**Input material**.
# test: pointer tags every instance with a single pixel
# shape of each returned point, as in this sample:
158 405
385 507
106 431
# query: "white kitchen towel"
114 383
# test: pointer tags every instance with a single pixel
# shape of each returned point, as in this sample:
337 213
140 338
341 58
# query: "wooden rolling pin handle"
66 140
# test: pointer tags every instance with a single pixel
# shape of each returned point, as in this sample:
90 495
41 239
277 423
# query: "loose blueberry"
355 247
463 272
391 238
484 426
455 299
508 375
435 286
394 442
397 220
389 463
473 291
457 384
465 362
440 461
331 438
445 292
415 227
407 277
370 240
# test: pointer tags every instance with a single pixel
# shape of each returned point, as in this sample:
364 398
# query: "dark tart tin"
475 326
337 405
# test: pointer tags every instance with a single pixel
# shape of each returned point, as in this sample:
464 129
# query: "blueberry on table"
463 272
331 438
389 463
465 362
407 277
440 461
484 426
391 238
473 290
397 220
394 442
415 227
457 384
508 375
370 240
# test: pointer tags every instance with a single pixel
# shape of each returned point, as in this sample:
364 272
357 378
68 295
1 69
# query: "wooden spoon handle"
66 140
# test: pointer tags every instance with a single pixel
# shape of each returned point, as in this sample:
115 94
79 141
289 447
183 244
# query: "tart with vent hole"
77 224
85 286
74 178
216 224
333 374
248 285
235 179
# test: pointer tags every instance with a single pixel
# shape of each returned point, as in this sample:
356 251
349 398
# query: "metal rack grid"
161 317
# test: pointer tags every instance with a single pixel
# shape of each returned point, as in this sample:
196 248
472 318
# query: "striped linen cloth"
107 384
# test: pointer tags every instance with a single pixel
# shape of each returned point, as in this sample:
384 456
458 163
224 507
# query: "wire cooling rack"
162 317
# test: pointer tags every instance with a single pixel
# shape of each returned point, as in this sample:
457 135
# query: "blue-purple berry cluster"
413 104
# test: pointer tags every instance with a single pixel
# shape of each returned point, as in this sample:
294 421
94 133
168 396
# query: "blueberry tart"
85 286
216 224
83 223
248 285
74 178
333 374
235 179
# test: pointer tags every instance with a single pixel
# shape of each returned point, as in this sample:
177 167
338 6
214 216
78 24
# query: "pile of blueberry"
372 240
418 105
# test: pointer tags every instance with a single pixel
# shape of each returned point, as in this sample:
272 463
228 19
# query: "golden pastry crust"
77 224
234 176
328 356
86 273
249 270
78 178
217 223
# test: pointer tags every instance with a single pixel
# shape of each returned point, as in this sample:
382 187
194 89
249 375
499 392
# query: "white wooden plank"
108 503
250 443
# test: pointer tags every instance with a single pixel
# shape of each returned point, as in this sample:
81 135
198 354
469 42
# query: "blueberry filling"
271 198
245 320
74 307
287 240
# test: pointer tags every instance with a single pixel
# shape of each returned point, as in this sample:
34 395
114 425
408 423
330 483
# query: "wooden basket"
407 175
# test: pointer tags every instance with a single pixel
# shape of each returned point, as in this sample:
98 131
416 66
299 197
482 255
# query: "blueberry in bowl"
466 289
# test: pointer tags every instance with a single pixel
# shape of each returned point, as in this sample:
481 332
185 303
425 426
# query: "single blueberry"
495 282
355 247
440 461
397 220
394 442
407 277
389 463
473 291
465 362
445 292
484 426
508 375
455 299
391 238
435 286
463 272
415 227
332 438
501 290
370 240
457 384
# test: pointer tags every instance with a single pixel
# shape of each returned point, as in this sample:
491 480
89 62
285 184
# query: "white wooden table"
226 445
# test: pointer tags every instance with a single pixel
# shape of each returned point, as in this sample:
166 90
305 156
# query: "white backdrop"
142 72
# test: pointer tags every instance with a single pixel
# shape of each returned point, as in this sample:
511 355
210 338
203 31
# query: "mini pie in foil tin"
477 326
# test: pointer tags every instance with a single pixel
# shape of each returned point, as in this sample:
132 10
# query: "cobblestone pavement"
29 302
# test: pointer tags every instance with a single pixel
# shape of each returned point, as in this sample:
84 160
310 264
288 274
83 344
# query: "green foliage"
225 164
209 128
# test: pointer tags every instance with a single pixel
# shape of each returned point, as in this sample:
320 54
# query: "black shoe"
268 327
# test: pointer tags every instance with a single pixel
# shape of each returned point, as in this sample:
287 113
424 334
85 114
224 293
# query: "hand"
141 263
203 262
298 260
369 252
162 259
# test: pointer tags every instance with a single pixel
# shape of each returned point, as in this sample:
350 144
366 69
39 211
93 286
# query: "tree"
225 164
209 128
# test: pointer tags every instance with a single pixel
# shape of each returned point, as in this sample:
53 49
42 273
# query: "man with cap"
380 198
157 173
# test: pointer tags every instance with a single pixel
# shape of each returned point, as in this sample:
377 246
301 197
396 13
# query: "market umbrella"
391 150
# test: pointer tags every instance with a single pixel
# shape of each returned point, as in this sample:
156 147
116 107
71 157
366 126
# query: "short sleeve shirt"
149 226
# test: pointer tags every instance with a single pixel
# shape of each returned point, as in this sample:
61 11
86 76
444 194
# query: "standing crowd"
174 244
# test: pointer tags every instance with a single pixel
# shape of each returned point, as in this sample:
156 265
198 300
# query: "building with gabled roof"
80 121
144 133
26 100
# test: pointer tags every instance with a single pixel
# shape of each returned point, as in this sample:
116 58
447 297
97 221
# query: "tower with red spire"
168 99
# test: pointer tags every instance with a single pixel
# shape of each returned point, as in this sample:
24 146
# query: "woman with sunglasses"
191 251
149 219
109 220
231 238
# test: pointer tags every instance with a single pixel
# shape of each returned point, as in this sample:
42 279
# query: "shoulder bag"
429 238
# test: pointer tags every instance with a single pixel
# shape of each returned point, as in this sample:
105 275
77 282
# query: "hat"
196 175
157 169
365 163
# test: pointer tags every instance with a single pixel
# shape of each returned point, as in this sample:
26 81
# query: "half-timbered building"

**Work order**. The complete data is to be transcribed verbatim.

**Finished task**.
# test: pointer tags every instance with a single pixel
# shape of each returned point, as in this sample:
158 405
385 507
106 431
# query: "white kitchen towel"
114 383
# test: pointer tags every instance with a single pixel
# shape of each returned point, as in this sample:
337 213
140 338
341 58
# query: "wooden rolling pin handle"
66 140
# test: pointer tags every instance with a single pixel
# shape of each returned point, as in this sample:
90 495
41 239
277 423
# query: "loose blueberry"
355 247
463 272
391 238
484 426
455 299
508 375
435 286
394 442
397 220
389 463
473 291
457 384
465 362
440 461
331 438
445 292
415 227
407 277
370 240
# test: pointer tags every instance with a single pixel
# shape of each returned point, as in this sample:
364 398
# query: "dark tart tin"
475 326
337 405
# test: pointer tags every instance with a single pixel
# shape of each returned point, as in this sample:
464 129
# query: "blueberry on table"
463 272
331 438
389 463
465 362
407 277
440 461
484 426
391 238
473 290
397 220
394 442
415 227
457 384
508 375
370 240
# test: pointer tags every instance with a single pixel
# shape of each returned point, as in this sample:
364 272
357 378
68 295
1 69
# query: "wooden spoon handle"
66 140
# test: pointer tags every instance with a single pixel
# shape of each returned point, as in this sample:
115 94
79 141
289 447
183 244
# query: "tart with vent hole"
77 224
85 286
74 178
216 224
333 374
248 285
235 179
# test: pointer tags every instance with a single pixel
# shape of each returned point, as in this sample:
356 251
349 398
# query: "metal rack grid"
161 317
# test: pointer tags every instance with a single pixel
# shape of each returned point, as in this sample:
196 248
472 318
# query: "striped linen cloth"
107 384
# test: pointer tags every instance with a single pixel
# shape of each returned point, as in this sample:
384 456
458 163
224 507
# query: "wire cooling rack"
162 317
# test: pointer tags every instance with a single pixel
# shape of each returned point, as in this sample:
457 135
# query: "blue-purple berry cluster"
413 104
# test: pointer tags every instance with a single pixel
# shape of each returned point, as in this sample:
294 421
94 133
168 396
# query: "blueberry tart"
85 286
216 224
83 223
248 285
74 178
333 374
235 179
# test: pointer tags every instance with a single pixel
# shape of each returned point, as in this sample:
177 167
338 6
214 216
78 24
# query: "pile of blueberry"
372 240
418 105
# test: pointer tags every instance with a single pixel
# shape of each returned point, as in this sample:
272 463
228 19
# query: "golden pastry crust"
77 224
234 176
328 356
86 273
249 270
78 178
217 223
# test: pointer tags every instance with a single pixel
# shape of each returned point, as in this sample:
382 187
194 89
249 375
499 392
# query: "white wooden plank"
108 503
250 443
# test: pointer tags every instance with a single pixel
# shape of each returned point, as in this sample:
81 135
198 354
469 42
# query: "blueberry filling"
271 198
245 320
74 307
287 240
# test: pointer tags every instance with a single pixel
# shape of each returned point, as in this sample:
34 395
114 425
408 423
330 483
# query: "wooden basket"
407 175
# test: pointer tags every instance with a single pixel
# shape of each returned point, as in this sample:
98 131
416 66
299 197
482 255
# query: "blueberry in bowl"
466 289
# test: pointer tags every instance with a single pixel
# shape of each returned point, as in this sample:
481 332
185 303
425 426
# query: "single blueberry"
495 282
355 247
440 461
397 220
394 442
407 277
389 463
473 291
465 362
445 292
484 426
508 375
455 299
391 238
435 286
463 272
415 227
332 438
501 290
370 240
457 384
# test: pointer tags every instance with a single pixel
# shape of each returned point, as in this sample:
491 480
89 62
285 184
# query: "white wooden table"
226 445
# test: pointer tags every instance with a single pixel
# shape of each returned point, as in this sample:
166 90
305 156
# query: "white backdrop"
142 72
# test: pointer tags every instance with a single pixel
# shape of each returned point, as in this sample:
511 355
210 338
203 31
# query: "mini pie in foil tin"
477 326
# test: pointer tags every instance with a single pixel
# shape of each returned point, as in this sample:
132 10
# query: "cobblestone pavement"
29 302
# test: pointer tags every instance with a single pixel
# shape of each returned point, as in this sample:
84 160
310 264
288 274
83 344
# query: "green foliage"
225 164
209 128
# test: pointer tags every instance with a single pixel
# shape of each returned point, as in this sample:
320 54
# query: "black shoe"
268 327
# test: pointer tags every instance with a single pixel
# shape of each returned point, as in this sample:
287 113
424 334
85 114
224 293
# query: "hand"
141 263
203 262
298 260
369 252
162 259
# test: pointer tags every instance with a single pixel
# shape of each returned point, as in this sample:
350 144
366 69
39 211
93 286
# query: "tree"
225 164
209 128
# test: pointer tags every instance with a single pixel
# shape of each returned point, as in this sample:
53 49
42 273
# query: "man with cap"
380 198
157 173
# test: pointer tags every instance with a single pixel
# shape of each returned point, as in this sample:
377 246
301 197
396 13
# query: "market umbrella"
391 150
# test: pointer tags every instance with a single pixel
# shape of each returned point, as in this sample:
156 147
116 107
71 157
366 126
# query: "short sleeve shirt"
149 226
# test: pointer tags every instance with a single pixel
# shape of each returned point, as in this sample:
61 11
86 76
444 194
# query: "standing crowd"
174 244
# test: pointer tags every instance with a single pixel
# shape of each returned point, as in this sample:
156 265
198 300
# query: "building with gabled roof"
80 121
144 133
26 100
# test: pointer tags every instance with a single pixel
# shape of each returned point, as in this sample:
116 58
447 297
97 221
# query: "tower with red spire"
168 99
# test: pointer tags every instance with a single pixel
# shape of each returned point, as in this sample:
24 146
# query: "woman with sunglasses"
191 251
149 219
109 220
231 238
# test: pointer tags every instance with a single pixel
# shape of each returned point, as in this sample:
42 279
# query: "shoulder bag"
429 238
# test: pointer tags every instance with a single pixel
# shape of each returned point, as in this sample:
105 275
77 282
# query: "hat"
196 175
157 169
365 163
# test: pointer tags every instance with a single pixel
# shape of each returned point, as in this sample:
26 81
# query: "half-timbered building"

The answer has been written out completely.